## The input
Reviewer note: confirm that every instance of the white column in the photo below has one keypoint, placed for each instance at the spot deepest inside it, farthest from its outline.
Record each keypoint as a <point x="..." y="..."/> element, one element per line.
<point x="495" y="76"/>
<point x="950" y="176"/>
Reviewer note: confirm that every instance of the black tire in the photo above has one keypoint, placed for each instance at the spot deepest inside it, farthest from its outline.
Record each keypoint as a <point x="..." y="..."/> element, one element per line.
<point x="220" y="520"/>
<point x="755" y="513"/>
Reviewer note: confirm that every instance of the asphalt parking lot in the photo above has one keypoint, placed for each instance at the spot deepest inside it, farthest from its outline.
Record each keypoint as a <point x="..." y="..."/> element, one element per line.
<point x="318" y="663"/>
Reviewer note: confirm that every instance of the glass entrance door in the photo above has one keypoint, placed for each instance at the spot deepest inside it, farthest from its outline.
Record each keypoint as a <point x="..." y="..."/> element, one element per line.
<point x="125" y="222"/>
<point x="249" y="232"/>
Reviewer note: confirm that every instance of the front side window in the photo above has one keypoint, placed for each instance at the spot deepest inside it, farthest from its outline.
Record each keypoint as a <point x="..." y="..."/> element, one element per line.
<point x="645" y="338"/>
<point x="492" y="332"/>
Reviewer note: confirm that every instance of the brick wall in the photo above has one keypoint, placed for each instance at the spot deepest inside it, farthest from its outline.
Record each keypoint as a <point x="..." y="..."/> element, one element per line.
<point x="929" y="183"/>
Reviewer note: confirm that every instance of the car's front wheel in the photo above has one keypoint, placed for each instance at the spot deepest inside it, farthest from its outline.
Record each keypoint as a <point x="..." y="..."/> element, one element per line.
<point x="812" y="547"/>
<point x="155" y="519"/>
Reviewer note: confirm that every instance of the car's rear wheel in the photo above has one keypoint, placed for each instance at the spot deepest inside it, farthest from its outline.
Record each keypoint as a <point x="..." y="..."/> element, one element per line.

## Given request
Reproduce exactly the lines from the one with "Reviewer note: confirm that every instance of the brick" through the end of the entries above, both ends included.

## Response to the exercise
Reviewer note: confirm that every instance of the brick wall in the photo above has one keypoint, placed for each instance at the spot deepest inside it, farthest from its outline.
Record each keypoint as a <point x="..." y="..."/> element, one element per line.
<point x="929" y="183"/>
Reviewer note: confirm that every instance of the car's front wheel in the photo above has one keypoint, placed for each instance at the spot deepest inside it, farthest from its outline.
Record each keypoint as a <point x="..." y="..."/> element, one element per line.
<point x="812" y="547"/>
<point x="155" y="519"/>
Reviewer note: confirm that every instance of the car's rear wheel in the photo above has one keypoint, placed for each instance at the spot deepest inside it, farthest from its outline.
Record each keypoint as a <point x="..." y="..."/> element, one element per line.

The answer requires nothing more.